Dünyanın Geleceğinde Çin ve Biz
Ankara Yıldırım Beyazıt üniversitesi Öğretim üyesi,Prof. Dr. Seyyit Aydın (Kastamonu üniversitesi Eski Rektörü Seyit Aydın, Çin'in ekonomik yükselişi karşısında ABD'nin iktisadi çöküşle karşı karşıya olduğuna dikkat çektiği yazısında Türkiye'nin konumunu değerlendirdi.

Oluşturma Tarihi: 2023-07-20 11:02:46

Güncelleme Tarihi: 2023-07-20 11:04:50

Dünya, 21. Yüzyılın ilk çeyreğinden itibaren yeniden şekillenmeye hazırlanıyor. Türkiye'nin etrafındaki coğrafya, maalesef dünyanın en sıcak bölgesi haline geldi. Suriye'deki iç savaş devam ederken, Rusya Ukrayna'yı işgal harekatı başlattı. Ukrayna'yı işgale kalkışana kadar, Rusya'nın başına geldiğinden bu yana çok akıllı siyaset takip eden bir Vladimir Putin vardı. Bütün planlarını matematik modellemelerle yapıyor; Rusya'nın politikalarını bu modellemelerin neticelerine göre hayata geçiriyordu. O sebeple hatasız çalışıyordu. Fakat ilmi esaslara göre hatasız devlet idare ederken, muhtemelen zamanla bütün kerameti kendisinde görmeye başladı. Ukrayna'dan başlayarak dünyayı işgal edebilecek gücü kendinde görme vehmine kapıldı. Tıpkı Saddam Hüseyin gibi…

Bugün artık şurası görüldü ki; Ukrayna, Rusya için ikinci Afganistan macerası olacaktır. Bu harbin ne kadar devamı edeceğini, ne kadar daha kan akacağını, kaç insanın daha canına mal olacağını bilemeyiz. Fakat şunu biliyoruz: Muharebenin sonunda Rusya parçalanacak. Rusya, 14 veya 16 ya bölünecek. Bugün Rusya hudutları içinde 85 milyon Türk nüfus var. Eğer 14'e bölünürse bir, 16'ya bölünürse birden fazla Türk devleti kurulabilir.

Veri içeriği
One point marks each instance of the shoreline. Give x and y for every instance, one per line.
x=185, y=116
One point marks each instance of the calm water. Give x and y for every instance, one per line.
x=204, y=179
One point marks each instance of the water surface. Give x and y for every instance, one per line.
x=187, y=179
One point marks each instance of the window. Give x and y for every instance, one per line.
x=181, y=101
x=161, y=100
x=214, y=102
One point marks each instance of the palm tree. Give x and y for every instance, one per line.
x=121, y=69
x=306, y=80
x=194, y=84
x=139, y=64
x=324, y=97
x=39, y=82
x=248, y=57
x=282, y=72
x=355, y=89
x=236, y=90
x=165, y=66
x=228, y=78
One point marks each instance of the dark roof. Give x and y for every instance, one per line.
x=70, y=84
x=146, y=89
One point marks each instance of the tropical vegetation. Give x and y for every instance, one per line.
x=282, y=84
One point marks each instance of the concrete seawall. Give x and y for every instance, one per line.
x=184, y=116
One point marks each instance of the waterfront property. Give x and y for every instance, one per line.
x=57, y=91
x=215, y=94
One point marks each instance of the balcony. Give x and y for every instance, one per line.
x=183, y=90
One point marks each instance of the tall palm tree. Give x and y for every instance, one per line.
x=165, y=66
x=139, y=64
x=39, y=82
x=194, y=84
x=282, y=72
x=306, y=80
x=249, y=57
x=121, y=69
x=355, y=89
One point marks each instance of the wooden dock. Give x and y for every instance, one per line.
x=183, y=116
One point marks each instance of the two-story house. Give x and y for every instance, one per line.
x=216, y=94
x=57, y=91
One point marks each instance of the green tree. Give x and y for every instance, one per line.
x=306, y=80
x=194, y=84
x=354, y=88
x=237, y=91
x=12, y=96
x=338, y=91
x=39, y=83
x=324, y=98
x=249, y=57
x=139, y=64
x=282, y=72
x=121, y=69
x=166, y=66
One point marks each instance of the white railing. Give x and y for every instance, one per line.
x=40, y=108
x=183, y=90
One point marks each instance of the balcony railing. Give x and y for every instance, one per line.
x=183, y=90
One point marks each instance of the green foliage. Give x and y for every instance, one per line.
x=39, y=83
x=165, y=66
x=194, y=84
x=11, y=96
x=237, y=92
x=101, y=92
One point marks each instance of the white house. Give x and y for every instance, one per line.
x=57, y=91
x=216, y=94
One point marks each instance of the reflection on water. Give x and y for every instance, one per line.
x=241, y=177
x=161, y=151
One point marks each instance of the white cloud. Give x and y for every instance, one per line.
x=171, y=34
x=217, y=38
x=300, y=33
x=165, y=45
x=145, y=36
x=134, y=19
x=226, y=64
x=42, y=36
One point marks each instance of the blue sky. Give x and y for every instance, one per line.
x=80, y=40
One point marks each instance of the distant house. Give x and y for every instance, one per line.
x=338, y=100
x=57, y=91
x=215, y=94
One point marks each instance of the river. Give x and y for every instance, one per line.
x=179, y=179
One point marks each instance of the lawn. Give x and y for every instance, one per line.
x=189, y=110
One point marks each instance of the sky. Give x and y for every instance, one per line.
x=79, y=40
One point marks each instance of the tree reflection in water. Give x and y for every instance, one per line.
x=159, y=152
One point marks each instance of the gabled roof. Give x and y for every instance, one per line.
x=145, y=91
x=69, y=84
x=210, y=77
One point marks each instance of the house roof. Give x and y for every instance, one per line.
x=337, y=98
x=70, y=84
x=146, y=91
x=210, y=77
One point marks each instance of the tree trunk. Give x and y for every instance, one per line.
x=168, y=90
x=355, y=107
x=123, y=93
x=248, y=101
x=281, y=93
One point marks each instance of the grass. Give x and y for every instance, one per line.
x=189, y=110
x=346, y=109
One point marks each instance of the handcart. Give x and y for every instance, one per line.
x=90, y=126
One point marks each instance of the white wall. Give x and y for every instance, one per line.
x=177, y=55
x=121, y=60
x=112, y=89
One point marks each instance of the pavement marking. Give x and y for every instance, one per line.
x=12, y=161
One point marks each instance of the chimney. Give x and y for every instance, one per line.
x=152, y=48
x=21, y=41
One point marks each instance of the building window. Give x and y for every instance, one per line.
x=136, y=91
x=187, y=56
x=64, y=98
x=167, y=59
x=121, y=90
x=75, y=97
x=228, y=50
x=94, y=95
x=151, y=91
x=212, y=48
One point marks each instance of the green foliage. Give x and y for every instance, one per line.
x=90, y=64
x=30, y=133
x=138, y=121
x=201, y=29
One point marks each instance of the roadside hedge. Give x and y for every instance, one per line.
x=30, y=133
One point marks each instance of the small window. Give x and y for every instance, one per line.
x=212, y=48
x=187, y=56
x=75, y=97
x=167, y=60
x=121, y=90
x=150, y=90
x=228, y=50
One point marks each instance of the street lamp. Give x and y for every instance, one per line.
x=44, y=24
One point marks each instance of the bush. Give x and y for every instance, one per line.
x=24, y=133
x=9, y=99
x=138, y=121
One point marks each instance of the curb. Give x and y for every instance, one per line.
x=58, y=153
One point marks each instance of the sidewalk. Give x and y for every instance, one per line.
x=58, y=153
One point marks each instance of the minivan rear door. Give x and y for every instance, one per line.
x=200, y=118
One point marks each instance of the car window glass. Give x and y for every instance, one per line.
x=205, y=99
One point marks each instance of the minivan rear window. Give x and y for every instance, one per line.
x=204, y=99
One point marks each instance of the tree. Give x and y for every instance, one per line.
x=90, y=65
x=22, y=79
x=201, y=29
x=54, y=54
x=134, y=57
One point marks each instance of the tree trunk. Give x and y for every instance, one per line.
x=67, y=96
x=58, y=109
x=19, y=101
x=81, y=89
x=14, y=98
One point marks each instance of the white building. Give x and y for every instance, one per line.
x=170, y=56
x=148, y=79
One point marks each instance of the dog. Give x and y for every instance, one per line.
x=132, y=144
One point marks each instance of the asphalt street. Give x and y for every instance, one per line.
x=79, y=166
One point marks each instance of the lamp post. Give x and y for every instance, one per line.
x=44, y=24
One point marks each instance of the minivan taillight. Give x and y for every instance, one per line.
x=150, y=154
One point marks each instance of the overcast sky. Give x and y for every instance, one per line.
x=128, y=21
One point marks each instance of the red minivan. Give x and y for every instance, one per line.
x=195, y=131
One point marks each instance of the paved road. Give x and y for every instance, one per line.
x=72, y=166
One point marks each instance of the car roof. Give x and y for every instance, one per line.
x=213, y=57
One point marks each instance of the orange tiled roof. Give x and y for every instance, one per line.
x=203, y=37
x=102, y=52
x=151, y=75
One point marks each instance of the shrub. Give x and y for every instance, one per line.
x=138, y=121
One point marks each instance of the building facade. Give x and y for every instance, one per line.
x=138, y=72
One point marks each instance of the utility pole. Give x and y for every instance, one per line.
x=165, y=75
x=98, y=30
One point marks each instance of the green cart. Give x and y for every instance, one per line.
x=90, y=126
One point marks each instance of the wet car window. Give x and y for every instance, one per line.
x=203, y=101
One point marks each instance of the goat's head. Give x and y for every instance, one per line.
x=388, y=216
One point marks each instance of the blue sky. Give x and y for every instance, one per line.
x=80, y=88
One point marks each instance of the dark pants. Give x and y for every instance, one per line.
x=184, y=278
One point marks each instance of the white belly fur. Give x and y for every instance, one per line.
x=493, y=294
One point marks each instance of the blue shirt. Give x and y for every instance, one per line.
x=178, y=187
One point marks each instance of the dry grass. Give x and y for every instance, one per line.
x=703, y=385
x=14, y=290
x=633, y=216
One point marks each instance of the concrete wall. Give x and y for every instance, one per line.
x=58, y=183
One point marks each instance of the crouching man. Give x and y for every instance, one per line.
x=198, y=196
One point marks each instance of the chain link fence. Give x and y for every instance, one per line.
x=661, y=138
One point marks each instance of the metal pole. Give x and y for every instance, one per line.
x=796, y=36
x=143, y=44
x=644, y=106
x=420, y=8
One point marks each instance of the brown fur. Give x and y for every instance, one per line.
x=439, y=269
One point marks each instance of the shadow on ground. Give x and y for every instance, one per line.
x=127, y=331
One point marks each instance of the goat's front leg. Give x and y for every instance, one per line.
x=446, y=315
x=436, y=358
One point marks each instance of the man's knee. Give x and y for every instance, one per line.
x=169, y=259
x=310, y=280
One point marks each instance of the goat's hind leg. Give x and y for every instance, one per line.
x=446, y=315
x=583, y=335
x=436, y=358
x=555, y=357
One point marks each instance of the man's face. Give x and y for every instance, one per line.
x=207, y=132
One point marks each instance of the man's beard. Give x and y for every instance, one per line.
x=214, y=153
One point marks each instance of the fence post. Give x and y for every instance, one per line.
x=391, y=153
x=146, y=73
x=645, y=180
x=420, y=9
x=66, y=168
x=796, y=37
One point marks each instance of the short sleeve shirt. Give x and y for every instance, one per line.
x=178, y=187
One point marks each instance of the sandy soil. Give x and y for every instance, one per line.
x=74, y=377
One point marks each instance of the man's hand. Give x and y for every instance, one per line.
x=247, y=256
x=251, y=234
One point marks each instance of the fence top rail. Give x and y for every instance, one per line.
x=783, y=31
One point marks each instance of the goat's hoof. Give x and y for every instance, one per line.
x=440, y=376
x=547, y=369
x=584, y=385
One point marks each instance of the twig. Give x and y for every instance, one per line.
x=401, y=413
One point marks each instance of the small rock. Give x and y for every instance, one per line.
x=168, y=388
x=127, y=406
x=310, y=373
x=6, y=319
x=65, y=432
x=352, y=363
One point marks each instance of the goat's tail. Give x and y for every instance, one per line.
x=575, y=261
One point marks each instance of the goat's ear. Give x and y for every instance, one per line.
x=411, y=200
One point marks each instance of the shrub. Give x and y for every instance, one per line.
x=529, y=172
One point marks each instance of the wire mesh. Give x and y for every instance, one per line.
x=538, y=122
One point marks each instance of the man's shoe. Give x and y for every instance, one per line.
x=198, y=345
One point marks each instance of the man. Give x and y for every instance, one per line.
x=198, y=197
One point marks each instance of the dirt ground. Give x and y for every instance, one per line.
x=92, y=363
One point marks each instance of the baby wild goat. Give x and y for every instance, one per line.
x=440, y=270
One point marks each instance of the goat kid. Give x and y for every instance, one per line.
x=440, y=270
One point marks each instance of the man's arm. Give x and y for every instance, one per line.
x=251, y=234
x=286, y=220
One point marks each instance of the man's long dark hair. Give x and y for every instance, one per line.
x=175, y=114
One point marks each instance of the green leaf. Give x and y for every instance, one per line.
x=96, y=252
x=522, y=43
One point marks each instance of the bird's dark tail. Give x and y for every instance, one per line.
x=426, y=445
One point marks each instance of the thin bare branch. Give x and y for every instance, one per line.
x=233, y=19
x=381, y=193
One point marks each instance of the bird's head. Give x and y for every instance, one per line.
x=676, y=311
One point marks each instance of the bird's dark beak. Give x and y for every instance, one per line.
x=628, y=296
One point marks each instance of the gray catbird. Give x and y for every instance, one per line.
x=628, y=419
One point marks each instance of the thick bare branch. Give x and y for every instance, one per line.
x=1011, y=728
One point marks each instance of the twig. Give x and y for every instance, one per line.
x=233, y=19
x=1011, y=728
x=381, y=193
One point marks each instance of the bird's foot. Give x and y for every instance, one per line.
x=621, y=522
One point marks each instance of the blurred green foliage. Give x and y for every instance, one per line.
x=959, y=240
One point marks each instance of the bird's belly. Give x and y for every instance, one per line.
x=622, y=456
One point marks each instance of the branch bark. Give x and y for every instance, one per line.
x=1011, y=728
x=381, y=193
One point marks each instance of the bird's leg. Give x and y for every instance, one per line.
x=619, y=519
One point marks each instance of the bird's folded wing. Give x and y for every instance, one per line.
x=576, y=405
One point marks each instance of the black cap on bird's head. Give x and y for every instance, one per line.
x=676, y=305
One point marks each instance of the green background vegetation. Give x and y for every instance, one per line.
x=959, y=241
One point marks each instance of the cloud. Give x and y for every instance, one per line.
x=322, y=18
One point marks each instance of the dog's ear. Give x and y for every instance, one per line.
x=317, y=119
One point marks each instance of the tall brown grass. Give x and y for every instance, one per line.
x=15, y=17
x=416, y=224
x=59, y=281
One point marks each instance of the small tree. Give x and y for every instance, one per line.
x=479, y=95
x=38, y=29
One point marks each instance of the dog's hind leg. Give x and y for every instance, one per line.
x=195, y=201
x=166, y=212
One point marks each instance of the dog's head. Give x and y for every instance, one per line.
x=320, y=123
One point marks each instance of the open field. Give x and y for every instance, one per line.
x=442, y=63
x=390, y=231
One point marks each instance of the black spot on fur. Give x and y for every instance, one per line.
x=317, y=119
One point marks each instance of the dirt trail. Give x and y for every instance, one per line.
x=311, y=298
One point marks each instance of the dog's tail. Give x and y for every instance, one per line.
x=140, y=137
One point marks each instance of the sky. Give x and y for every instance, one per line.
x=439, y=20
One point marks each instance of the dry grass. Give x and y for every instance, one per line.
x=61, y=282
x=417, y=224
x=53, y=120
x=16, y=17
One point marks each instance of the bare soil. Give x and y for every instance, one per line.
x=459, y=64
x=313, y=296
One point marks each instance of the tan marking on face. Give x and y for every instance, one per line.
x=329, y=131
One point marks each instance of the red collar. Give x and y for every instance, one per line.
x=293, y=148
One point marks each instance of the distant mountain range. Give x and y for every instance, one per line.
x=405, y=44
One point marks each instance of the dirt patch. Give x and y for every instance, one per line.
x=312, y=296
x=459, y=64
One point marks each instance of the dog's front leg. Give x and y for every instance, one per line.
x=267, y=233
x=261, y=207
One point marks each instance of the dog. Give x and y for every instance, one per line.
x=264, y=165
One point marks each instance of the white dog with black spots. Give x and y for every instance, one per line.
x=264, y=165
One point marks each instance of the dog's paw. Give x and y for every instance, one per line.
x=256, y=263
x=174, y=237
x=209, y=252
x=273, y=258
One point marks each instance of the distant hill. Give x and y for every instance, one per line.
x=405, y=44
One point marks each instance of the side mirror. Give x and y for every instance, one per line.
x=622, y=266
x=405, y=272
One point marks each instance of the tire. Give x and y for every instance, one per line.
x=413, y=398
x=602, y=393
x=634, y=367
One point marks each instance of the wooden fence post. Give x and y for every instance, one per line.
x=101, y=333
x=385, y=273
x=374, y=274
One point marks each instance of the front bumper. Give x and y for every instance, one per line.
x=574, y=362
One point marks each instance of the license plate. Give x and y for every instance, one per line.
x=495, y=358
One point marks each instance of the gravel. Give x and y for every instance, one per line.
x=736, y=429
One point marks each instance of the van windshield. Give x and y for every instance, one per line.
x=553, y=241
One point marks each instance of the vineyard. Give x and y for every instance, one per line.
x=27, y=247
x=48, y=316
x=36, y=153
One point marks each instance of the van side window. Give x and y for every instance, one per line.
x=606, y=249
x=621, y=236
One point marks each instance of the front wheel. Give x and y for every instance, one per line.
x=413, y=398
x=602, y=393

Gereksinim A
Dünyanın geleceği yazısına göre bugün Rusya hudutları içinde ne kadar Türk nüfus yaşıyor?
Gereksinim B
Dünyanın geleceği yazısını son cümlesinden sonra aynı üslupla genişletin.
Veriler bu işte hiçbir rol oynamaz.

Görev çıktısı A
Rusya hudutları içinde bugün 85 milyon Türk nüfus var.

Görev çıktısı B
Rusya dışında ABD, Avrupa, Çin hattında seyreden ve Çin'in kuyumcu hassasiyeti ile işlediği ince siyaset, çok mühim neticeleri getiriyor.

ABD ve İngiliz şirketleri Çin'e taşınmaya başladı.. Avrupa, Asya-Pasifik bölgesi, Kuzey ve Güney Amerika, Orta Doğu ve Afrika'da faaliyet gösteren HSBC Grubu, dünyanın en büyük bankacılık ve finansal hizmetler kuruluşlarından biridir. İngiltere'de kayıtlı olan HSBC Holdings PLC'nin genel merkezi Londra'dadır. İşte dünyanın en büyük şirketlerinden biri olan HSBC önce ABD'ye taşındı. Şimdi Çin'e taşınıyor. Çin'de ciddi bir ağırlığı var.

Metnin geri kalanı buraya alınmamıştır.